Texte extrait
==================================================
Comme beaucoup de pratiques sociales, le bénévolat est, depuis quelques années, en pleine mutation. Plusieurs phénomènes sociaux et démographiques ont un impact significatif sur la pratique du bénévolat et parmi eux, l’arrivée massive des baby-boomers à la retraite entraîne déjà des changements substantiels dans la façon de recruter, de motiver, d’encadrer et de reconnaître les bénévoles.
D’entrée de jeu, et c’est important de le répéter, depuis toujours et encore aujourd’hui, quelles que soient les tendances qui affectent la société et le domaine de l’action bénévole, les gens font du bénévolat pour aider les autres et se faire du bien.
Autrefois, on n’insistait pas beaucoup sur les bienfaits pour la personne de faire du bénévolat. On mêlait le bénévolat avec des considérations morales ou religieuses, des notions de devoir et de charité chrétienne. Il n’y a rien de mal à ça, et il y aura toujours des gens qui seront motivés par des considérations morales ou religieuses. Malgré tout, même si on n’en parlait pas, le bénévolat apportait une forme de gratification personnelle (le sentiment du devoir accompli), d’apaisement spirituel (je suis une âme charitable, je fais le bien), de déculpabilisation (je partage ma richesse) et de garantie salvatrice (je gagne mon ciel).
Mais les temps changent, et surtout la société et les gens changent, et leurs motivations changent aussi. Le bénévolat, ce n’est plus seulement un geste charitable pour aider son prochain : ça devient de plus en plus un échange librement consenti où il n’y a plus quelqu’un qui donne et quelqu’un qui reçoit, mais où il y a un bénéfice mutuel, qui profite à ceux et celles qui sont impliqués, à la communauté et à la société en général.
L’action bénévole, c’est donc un geste libre et volontaire par lequel se produit un échange non monétaire qui contribue à la qualité de vie des milieux où il s’exerce et qui s’apparente à une forme d’engagement civique, voire de participation citoyenne. C’est aussi l’exercice de son libre arbitre, un geste de prise en charge et d’empowerment individuel et collectif. Ça devient alors de plus en plus, un engagement pour le bien-être collectif, une contribution à la justice et au changement social.
Je dirais même, et il y a plusieurs études qui le confirment, que l’action bénévole est une force économique importante quand on calcule ce qu’il en coûterait pour rémunérer les millions d’heures de travail effectuées chaque année par des bénévoles au Québec dans les associations de toutes natures, les organismes communautaires et le réseau des établissements de la santé et des services sociaux.
Aujourd’hui, on commence à avoir des preuves scientifiques de ce qu’on connaissait intuitivement depuis plusieurs années : aider les autres nous fait du bien et nous fait nous sentir mieux physiquement et psychologiquement. En effet, une étude européenne toute récente [1], publiée en mars dernier, portant sur un échantillon de 43 000 individus dans 29 pays démontre que les personnes qui font du bénévolat ont un état de santé général significativement plus élevé que celles qui n’en font pas, ce qui se traduit par un gain de 5 ans par rapport à leur âge, ce qui n’est pas rien.
==================================================
Extraits de données
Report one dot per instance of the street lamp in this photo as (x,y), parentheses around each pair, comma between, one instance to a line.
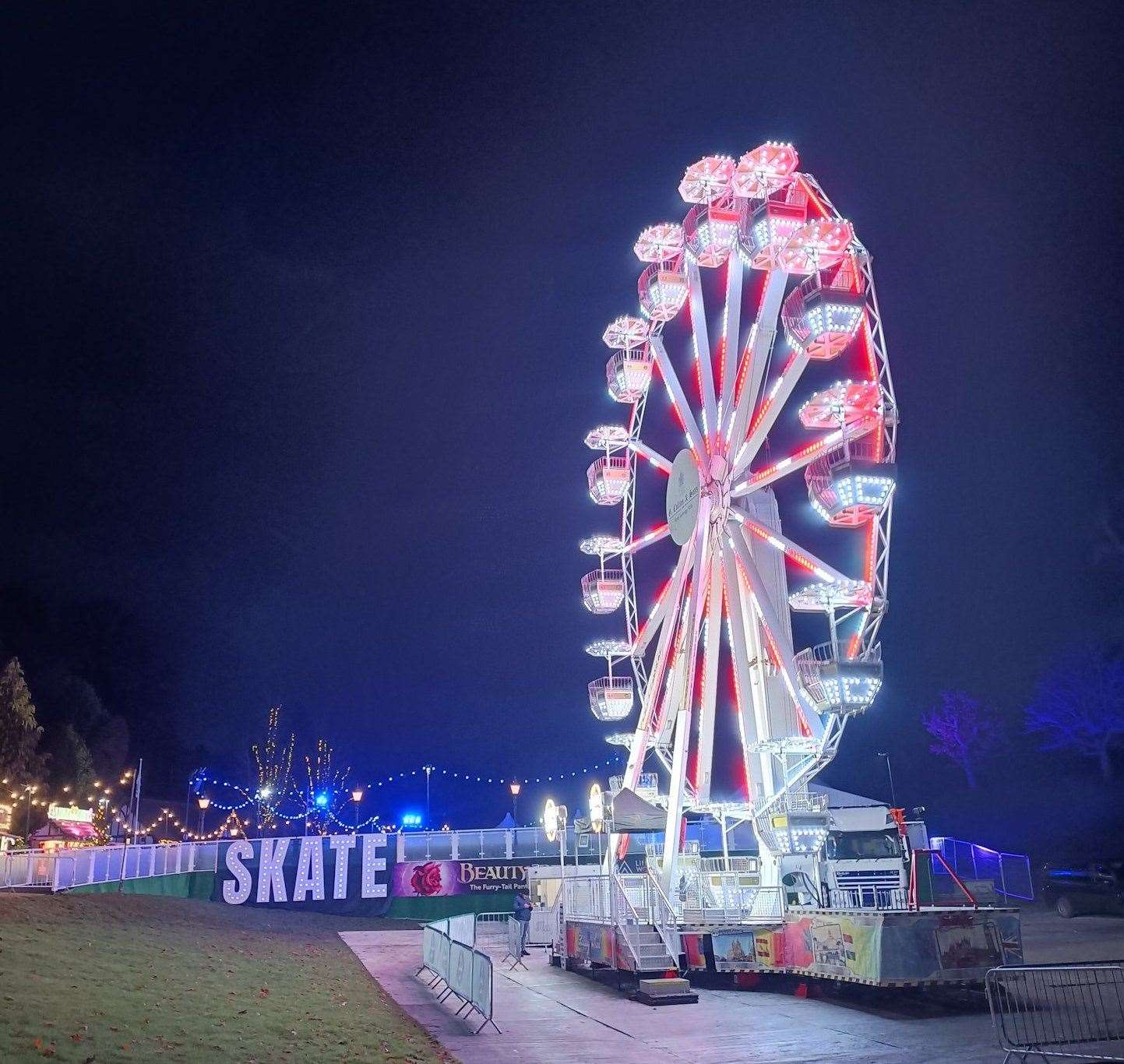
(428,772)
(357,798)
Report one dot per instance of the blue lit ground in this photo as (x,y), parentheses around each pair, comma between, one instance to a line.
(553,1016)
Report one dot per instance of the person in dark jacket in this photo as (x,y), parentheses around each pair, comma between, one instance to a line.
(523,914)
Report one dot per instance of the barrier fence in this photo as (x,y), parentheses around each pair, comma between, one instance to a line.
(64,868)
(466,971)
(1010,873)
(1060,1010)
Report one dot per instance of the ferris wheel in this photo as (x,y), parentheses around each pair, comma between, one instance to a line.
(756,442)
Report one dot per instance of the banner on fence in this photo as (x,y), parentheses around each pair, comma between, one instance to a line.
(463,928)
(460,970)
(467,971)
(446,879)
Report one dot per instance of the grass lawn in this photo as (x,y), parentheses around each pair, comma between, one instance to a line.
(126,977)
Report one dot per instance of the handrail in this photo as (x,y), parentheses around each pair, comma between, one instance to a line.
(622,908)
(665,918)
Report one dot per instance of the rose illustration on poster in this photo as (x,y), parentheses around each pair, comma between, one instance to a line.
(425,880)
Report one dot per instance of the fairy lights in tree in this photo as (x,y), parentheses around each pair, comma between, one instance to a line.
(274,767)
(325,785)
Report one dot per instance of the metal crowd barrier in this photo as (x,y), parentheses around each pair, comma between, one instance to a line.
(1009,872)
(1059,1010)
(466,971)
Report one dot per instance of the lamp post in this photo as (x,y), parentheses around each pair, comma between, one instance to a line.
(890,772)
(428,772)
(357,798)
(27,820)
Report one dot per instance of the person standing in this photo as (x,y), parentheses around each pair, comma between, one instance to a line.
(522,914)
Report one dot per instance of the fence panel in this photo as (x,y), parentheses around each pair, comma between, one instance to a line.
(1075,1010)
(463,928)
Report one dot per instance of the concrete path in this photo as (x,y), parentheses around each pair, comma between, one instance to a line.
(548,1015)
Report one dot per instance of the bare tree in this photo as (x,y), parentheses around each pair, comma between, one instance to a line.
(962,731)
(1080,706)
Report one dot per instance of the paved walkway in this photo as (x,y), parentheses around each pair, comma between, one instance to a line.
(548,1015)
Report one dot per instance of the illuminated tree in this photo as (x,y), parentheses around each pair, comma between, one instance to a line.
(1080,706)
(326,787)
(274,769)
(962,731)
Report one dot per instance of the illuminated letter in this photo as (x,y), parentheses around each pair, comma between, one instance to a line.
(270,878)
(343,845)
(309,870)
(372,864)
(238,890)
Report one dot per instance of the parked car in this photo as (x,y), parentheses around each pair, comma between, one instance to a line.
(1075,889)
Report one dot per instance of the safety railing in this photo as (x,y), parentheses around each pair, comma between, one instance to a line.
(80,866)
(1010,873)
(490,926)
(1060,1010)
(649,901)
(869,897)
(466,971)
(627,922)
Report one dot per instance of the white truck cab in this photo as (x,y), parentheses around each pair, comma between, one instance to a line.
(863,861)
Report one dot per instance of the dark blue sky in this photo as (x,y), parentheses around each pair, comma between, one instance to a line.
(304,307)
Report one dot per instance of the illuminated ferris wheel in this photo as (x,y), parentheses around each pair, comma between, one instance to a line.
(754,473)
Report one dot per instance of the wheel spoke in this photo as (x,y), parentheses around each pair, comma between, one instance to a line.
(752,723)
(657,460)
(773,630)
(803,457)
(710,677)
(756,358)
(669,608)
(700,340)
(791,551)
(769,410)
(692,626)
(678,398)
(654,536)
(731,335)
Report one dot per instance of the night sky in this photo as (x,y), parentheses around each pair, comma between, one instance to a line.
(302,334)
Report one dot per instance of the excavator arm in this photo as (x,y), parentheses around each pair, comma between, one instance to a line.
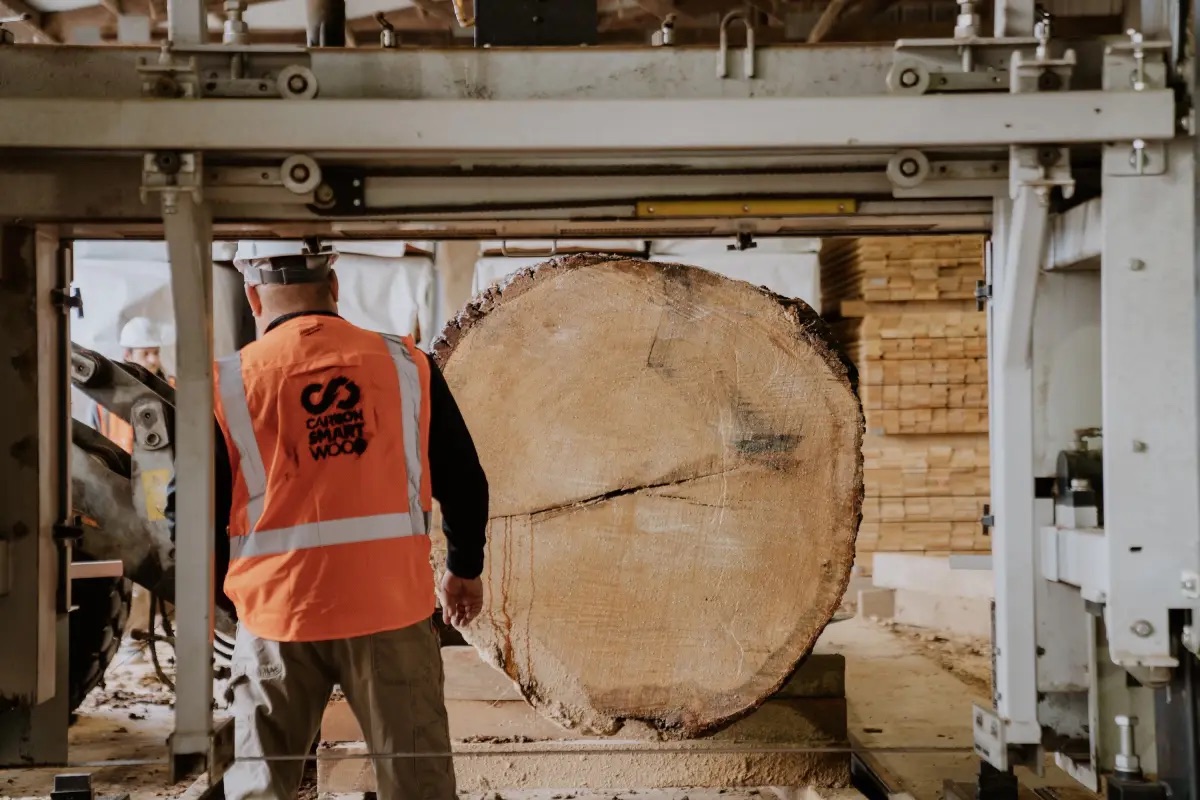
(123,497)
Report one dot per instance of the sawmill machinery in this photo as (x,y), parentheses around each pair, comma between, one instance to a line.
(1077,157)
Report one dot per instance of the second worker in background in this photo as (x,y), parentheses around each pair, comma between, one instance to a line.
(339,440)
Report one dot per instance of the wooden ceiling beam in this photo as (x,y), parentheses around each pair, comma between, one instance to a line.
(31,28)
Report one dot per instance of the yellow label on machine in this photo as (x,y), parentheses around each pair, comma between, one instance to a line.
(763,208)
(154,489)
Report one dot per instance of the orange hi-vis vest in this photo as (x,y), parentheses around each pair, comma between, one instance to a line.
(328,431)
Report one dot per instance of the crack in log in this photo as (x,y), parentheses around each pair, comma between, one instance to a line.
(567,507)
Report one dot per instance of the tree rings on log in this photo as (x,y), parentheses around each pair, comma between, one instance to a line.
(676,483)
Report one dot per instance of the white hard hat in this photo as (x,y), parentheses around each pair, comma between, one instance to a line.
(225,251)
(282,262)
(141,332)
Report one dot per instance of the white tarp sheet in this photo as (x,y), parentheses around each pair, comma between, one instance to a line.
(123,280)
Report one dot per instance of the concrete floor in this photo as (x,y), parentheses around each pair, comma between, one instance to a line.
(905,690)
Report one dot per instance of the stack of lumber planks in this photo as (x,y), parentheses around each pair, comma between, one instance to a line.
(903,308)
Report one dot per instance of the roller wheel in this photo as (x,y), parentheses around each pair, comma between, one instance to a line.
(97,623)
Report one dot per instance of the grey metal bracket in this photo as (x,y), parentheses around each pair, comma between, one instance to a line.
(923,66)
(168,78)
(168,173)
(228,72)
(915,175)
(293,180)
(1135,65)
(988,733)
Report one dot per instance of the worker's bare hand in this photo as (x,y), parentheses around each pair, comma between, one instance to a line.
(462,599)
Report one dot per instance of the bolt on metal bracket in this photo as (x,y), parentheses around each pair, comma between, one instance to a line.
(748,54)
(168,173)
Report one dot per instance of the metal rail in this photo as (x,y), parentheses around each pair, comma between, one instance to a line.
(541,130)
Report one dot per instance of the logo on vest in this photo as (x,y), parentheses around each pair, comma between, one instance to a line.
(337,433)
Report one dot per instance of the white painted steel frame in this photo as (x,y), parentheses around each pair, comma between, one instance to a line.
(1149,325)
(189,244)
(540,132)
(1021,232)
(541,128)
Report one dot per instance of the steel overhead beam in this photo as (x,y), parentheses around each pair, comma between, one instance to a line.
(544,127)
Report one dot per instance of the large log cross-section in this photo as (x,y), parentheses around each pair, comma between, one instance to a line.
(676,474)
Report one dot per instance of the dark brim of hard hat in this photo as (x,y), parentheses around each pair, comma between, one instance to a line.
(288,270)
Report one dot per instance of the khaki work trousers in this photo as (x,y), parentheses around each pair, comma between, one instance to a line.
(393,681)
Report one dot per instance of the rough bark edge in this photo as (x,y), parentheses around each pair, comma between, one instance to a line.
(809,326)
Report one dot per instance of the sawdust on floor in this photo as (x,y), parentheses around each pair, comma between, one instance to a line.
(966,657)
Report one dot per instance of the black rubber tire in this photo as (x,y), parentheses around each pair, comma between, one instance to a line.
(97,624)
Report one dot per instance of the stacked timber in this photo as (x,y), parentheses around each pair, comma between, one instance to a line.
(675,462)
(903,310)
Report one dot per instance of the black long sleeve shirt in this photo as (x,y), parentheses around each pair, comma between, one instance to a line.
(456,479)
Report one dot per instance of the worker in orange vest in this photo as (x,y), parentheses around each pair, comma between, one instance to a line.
==================================================
Tâches à réaliser
1. Comptez les lignes des enregistrements qui contiennent le mot « fence », puis donnez seulement ce nombre.
2. Rédigez la suite du texte sur le bénévolat en reprenant juste après sa dernière phrase.
Le texte et les enregistrements n'ont aucun lien entre eux.

Réponses fournies
1. 3

2.
Selon cette étude, le bénévolat améliore de façon significative le sentiment d’estime de soi et le sentiment de compétence. Le bénévolat améliore aussi le sentiment d’appartenance et par extension l’accès à du soutien et à de l’information, et tout ça a un effet positif direct sur la santé globale.
Donc, la nouvelle tendance générale dans le bénévolat, c’est qu’on peut se faire du bien tout en faisant du bien aux autres et à sa communauté. Et la notion de plaisir prend une place de plus en plus grande dans ce qui motive les gens, jeunes et moins jeunes à faire du bénévolat. Pour les gens qui recrutent des bénévoles, c’est très important de comprendre ce changement de « paradigme » chez les bénévoles. Ça change complètement la façon de les approcher et de les intéresser au bénévolat. Aussi, quand on parle des attentes et des aspirations des baby-boomers, on est en plein dans les notions de plaisir et de bienfaits.
Autrefois, une personne qui voulait faire du bénévolat se présentait dans un organisme et disait : « dites-moi ce que je peux faire pour aider et je vais le faire ».
Aujourd’hui, avec les baby-boomers, c’est un petit peu plus compliqué! Et je ne veux surtout pas être méchant avec les baby-boomers, ils ont aussi des qualités! …Comme on le sait, les baby-boomers ont dominé et, à plusieurs égards, révolutionné plusieurs pratiques sociales de leur époque :
- Ils sont plus éduqués que la génération précédente,
- Ils ont eu une vie plus riche, ont eu en général de meilleurs emplois, des conditions de travail moins difficiles, exercé des compétences plus complexes,
- Ils ont voyagé et voyagent encore beaucoup,
- Ils ont eu de façon générale un plus grand sentiment de contrôle sur leur vie que la génération précédente,
- Ils prennent leur retraite à un âge plus jeune avec une espérance de vie nettement plus élevée que la génération précédente et
- Leur retraite est donc en général plus active.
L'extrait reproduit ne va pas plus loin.